### [Direction]
Convert the rows below into a numbered list, using only the lines from the one containing "Where can you spot the car tire?" through the one containing "(1132, 170)", both included, and omitting any blank lines.

### [Data supplied]
- - -

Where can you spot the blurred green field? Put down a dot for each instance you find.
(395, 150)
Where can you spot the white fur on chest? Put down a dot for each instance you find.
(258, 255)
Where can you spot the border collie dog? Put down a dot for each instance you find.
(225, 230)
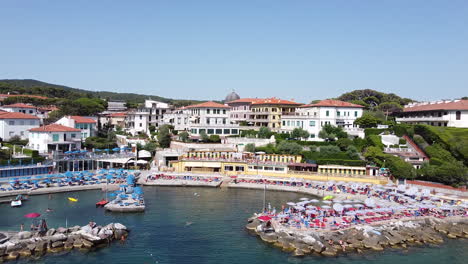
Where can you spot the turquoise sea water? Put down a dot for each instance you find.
(180, 227)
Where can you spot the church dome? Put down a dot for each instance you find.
(231, 97)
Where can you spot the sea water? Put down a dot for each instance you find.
(195, 225)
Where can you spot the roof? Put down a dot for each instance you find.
(122, 114)
(54, 128)
(19, 105)
(442, 105)
(333, 103)
(273, 100)
(208, 105)
(83, 120)
(22, 95)
(15, 115)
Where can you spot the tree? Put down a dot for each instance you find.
(250, 147)
(164, 136)
(264, 132)
(367, 120)
(285, 147)
(204, 137)
(184, 136)
(299, 133)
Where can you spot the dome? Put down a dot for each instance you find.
(231, 97)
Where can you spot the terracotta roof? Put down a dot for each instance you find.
(16, 115)
(452, 105)
(117, 114)
(19, 105)
(208, 105)
(83, 120)
(22, 95)
(333, 103)
(54, 128)
(275, 101)
(245, 100)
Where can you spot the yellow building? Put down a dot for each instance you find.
(268, 112)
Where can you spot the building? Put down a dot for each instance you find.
(268, 112)
(313, 117)
(16, 124)
(54, 137)
(448, 113)
(150, 114)
(209, 117)
(86, 125)
(21, 108)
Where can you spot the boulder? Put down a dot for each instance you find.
(50, 232)
(57, 244)
(24, 235)
(120, 226)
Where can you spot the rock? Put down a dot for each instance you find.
(50, 232)
(120, 226)
(24, 235)
(87, 244)
(62, 230)
(25, 252)
(12, 256)
(57, 244)
(58, 237)
(78, 243)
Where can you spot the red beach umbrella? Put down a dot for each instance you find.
(264, 218)
(32, 215)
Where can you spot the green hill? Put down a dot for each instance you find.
(35, 87)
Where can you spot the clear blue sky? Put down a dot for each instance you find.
(300, 49)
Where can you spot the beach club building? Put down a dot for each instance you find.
(447, 113)
(16, 124)
(54, 137)
(87, 125)
(313, 117)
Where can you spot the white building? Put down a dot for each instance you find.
(149, 114)
(313, 117)
(87, 125)
(16, 124)
(209, 117)
(449, 113)
(54, 137)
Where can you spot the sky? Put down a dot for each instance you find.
(199, 49)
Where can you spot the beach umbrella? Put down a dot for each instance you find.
(264, 218)
(32, 215)
(338, 207)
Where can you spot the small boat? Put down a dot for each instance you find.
(102, 203)
(17, 202)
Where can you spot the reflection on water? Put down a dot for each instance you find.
(180, 227)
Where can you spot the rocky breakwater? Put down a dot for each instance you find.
(31, 244)
(359, 239)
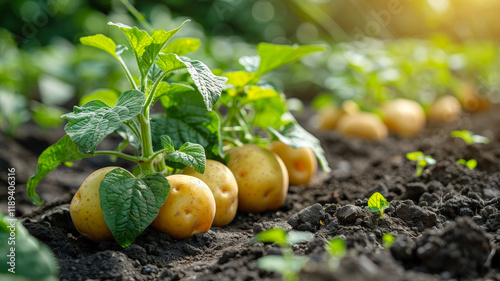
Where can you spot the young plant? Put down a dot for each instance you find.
(163, 143)
(377, 203)
(288, 264)
(469, 137)
(471, 163)
(337, 249)
(388, 240)
(422, 161)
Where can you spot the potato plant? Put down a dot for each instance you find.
(163, 143)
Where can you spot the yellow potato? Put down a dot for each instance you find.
(85, 208)
(404, 117)
(300, 163)
(262, 178)
(362, 125)
(445, 109)
(224, 187)
(189, 209)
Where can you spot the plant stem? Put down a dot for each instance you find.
(136, 159)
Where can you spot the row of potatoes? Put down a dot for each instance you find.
(255, 180)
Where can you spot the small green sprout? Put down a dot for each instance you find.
(287, 265)
(469, 137)
(422, 161)
(377, 203)
(388, 240)
(471, 164)
(336, 248)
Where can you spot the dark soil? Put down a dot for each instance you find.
(446, 223)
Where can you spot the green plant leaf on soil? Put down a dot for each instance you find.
(240, 79)
(336, 248)
(108, 96)
(189, 154)
(64, 150)
(101, 42)
(274, 56)
(294, 135)
(182, 46)
(273, 235)
(89, 124)
(187, 120)
(130, 204)
(33, 259)
(282, 264)
(209, 85)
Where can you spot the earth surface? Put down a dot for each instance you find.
(446, 223)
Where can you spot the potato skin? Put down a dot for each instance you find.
(300, 163)
(189, 209)
(261, 176)
(445, 109)
(404, 117)
(224, 187)
(363, 125)
(85, 208)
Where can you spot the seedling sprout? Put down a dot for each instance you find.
(288, 264)
(422, 161)
(469, 137)
(471, 164)
(377, 203)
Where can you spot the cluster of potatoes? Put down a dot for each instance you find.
(406, 118)
(255, 180)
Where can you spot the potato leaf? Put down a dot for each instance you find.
(209, 85)
(189, 154)
(89, 124)
(294, 135)
(182, 46)
(130, 204)
(34, 260)
(274, 56)
(65, 150)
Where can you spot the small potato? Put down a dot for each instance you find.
(362, 125)
(445, 109)
(85, 208)
(328, 116)
(404, 117)
(262, 178)
(300, 163)
(224, 187)
(189, 209)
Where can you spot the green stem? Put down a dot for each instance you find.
(127, 73)
(140, 17)
(136, 159)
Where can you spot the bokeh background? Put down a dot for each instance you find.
(378, 49)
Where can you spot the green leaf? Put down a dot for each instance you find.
(187, 120)
(209, 85)
(240, 79)
(336, 248)
(274, 56)
(294, 135)
(138, 39)
(189, 154)
(273, 235)
(130, 204)
(294, 237)
(414, 156)
(182, 46)
(33, 259)
(89, 124)
(101, 42)
(65, 150)
(282, 264)
(108, 96)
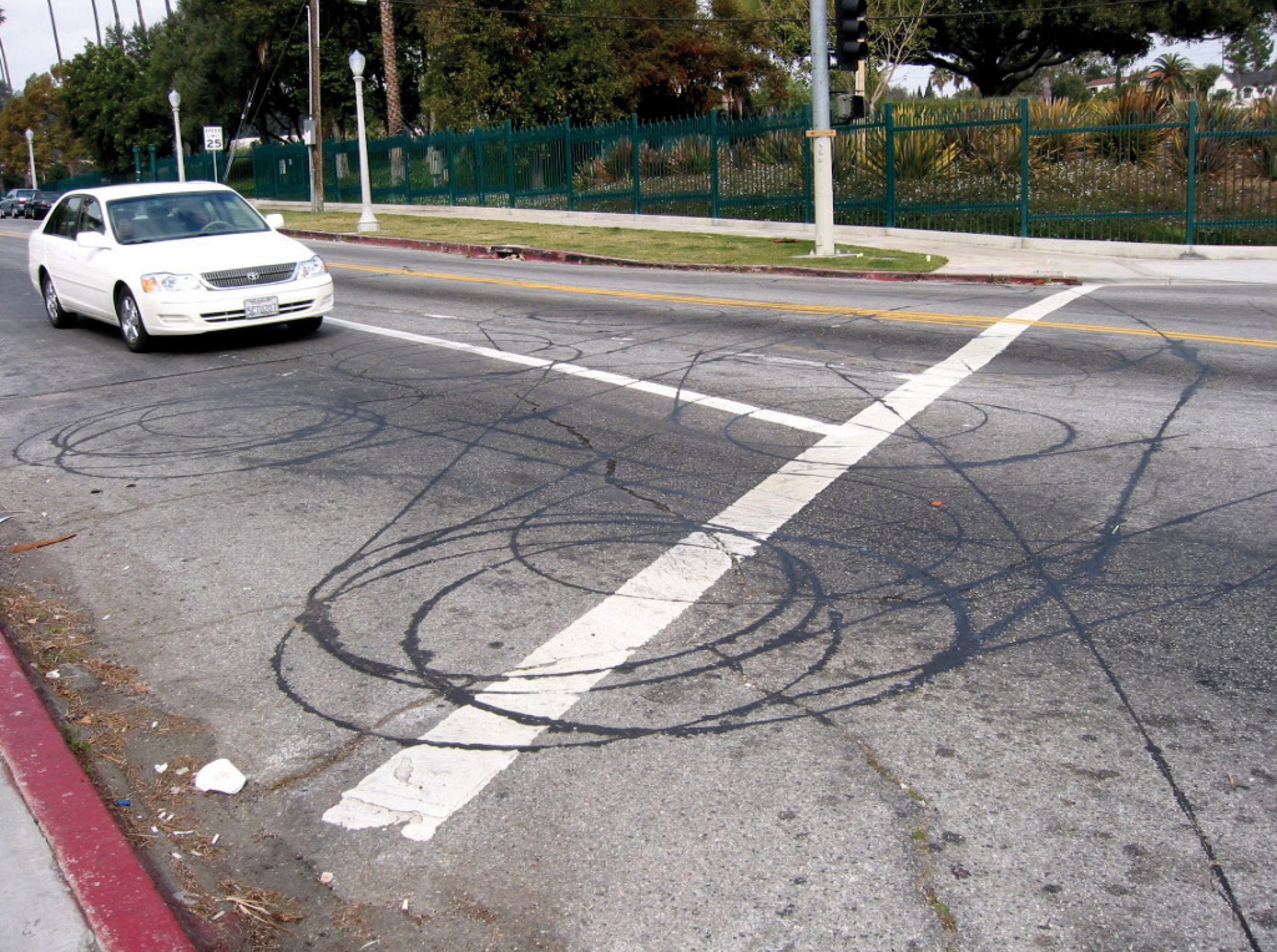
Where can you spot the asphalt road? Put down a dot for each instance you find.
(893, 617)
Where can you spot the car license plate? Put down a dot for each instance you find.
(261, 306)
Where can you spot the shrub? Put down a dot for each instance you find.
(1132, 134)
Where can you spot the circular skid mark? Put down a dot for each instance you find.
(477, 599)
(202, 437)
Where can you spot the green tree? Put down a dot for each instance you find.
(505, 60)
(999, 43)
(1173, 75)
(36, 107)
(594, 61)
(108, 103)
(1252, 50)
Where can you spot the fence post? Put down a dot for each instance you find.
(568, 153)
(714, 171)
(889, 138)
(408, 167)
(510, 162)
(451, 166)
(808, 170)
(1025, 167)
(1191, 194)
(638, 166)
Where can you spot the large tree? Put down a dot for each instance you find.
(541, 61)
(36, 107)
(999, 43)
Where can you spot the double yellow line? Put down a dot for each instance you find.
(911, 317)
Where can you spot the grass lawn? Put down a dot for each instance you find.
(676, 246)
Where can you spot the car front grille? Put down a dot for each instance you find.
(250, 277)
(225, 317)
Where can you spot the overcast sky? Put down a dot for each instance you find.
(29, 34)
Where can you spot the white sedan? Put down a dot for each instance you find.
(173, 259)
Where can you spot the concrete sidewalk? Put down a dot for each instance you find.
(971, 257)
(71, 879)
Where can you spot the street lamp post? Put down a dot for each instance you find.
(367, 220)
(31, 155)
(176, 101)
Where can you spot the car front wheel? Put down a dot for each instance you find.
(58, 315)
(132, 327)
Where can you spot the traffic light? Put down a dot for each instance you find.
(852, 42)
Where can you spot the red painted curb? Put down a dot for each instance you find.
(119, 899)
(541, 254)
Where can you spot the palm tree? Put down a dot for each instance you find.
(394, 110)
(1172, 75)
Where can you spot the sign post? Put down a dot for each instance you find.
(214, 143)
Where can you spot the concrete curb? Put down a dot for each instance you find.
(541, 254)
(117, 895)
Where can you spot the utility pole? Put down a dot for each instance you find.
(316, 129)
(822, 133)
(119, 24)
(4, 68)
(58, 46)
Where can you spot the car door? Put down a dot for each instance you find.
(98, 267)
(61, 255)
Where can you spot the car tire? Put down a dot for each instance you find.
(133, 328)
(58, 315)
(306, 326)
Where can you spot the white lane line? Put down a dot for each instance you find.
(426, 784)
(560, 366)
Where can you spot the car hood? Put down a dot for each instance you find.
(197, 255)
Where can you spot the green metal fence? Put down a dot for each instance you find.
(1132, 170)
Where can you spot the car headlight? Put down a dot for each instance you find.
(312, 268)
(163, 281)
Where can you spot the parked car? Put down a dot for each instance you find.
(40, 203)
(15, 202)
(177, 258)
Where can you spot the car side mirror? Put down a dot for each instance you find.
(93, 239)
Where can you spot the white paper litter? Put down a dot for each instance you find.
(220, 776)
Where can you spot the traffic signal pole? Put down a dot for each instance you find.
(822, 134)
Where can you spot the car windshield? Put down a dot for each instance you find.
(169, 217)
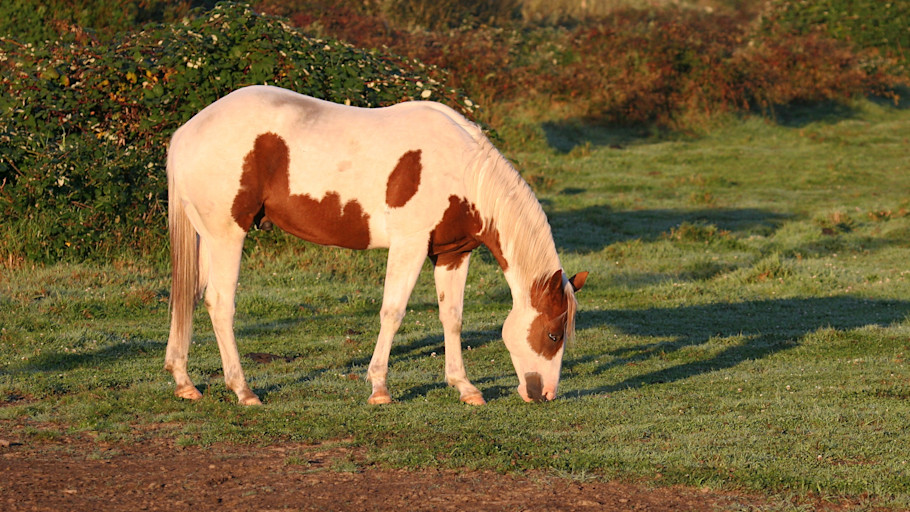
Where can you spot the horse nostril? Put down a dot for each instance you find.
(534, 386)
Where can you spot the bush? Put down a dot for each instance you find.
(85, 125)
(31, 21)
(666, 68)
(879, 24)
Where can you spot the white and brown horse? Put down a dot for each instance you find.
(416, 178)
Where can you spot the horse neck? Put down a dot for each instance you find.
(508, 205)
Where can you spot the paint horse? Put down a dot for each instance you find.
(416, 178)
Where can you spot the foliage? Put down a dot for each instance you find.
(882, 25)
(31, 21)
(442, 14)
(669, 68)
(85, 124)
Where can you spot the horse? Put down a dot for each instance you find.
(416, 178)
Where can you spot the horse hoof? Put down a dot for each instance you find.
(379, 398)
(188, 392)
(474, 399)
(248, 398)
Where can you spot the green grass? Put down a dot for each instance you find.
(746, 326)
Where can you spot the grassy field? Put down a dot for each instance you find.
(746, 325)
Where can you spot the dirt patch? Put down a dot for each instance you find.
(83, 476)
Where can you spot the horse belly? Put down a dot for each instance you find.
(328, 221)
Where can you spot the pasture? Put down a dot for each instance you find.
(745, 326)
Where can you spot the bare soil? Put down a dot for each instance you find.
(156, 475)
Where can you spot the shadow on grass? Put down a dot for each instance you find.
(593, 228)
(759, 329)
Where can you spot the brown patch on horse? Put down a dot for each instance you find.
(404, 180)
(459, 232)
(265, 190)
(548, 330)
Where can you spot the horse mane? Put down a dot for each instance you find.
(507, 201)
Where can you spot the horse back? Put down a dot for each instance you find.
(327, 173)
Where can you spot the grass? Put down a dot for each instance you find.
(746, 326)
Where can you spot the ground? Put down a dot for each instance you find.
(75, 476)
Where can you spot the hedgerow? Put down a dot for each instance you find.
(879, 24)
(84, 125)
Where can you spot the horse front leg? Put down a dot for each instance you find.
(405, 261)
(450, 283)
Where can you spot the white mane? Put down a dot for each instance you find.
(507, 201)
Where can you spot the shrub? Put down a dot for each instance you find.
(879, 24)
(85, 125)
(30, 21)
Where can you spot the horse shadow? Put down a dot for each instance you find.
(762, 328)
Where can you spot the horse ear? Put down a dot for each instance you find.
(578, 280)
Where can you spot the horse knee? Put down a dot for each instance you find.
(451, 316)
(392, 314)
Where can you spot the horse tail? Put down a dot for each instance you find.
(186, 285)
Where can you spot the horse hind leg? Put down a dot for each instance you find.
(404, 263)
(224, 270)
(450, 283)
(187, 284)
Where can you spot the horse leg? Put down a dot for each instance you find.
(224, 269)
(403, 267)
(450, 283)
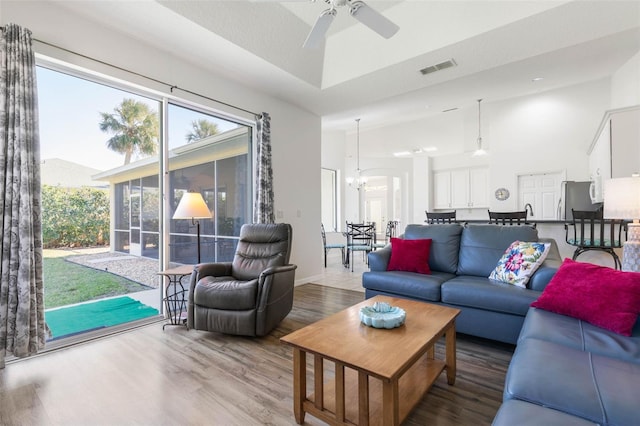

- - -

### [Written reply]
1. Where can you spot the car tire? Put down a dot for each instance you find.
2. (133, 328)
3. (58, 315)
4. (306, 326)
5. Where can you spot the white lane line? Put down a dot for each instance you find.
6. (426, 784)
7. (560, 366)
8. Where can you spot the car hood? Put down a dot for each instance you find.
9. (197, 255)
10. Where can you spot the green metal fence? Put down a dot for each instance you find.
11. (1132, 170)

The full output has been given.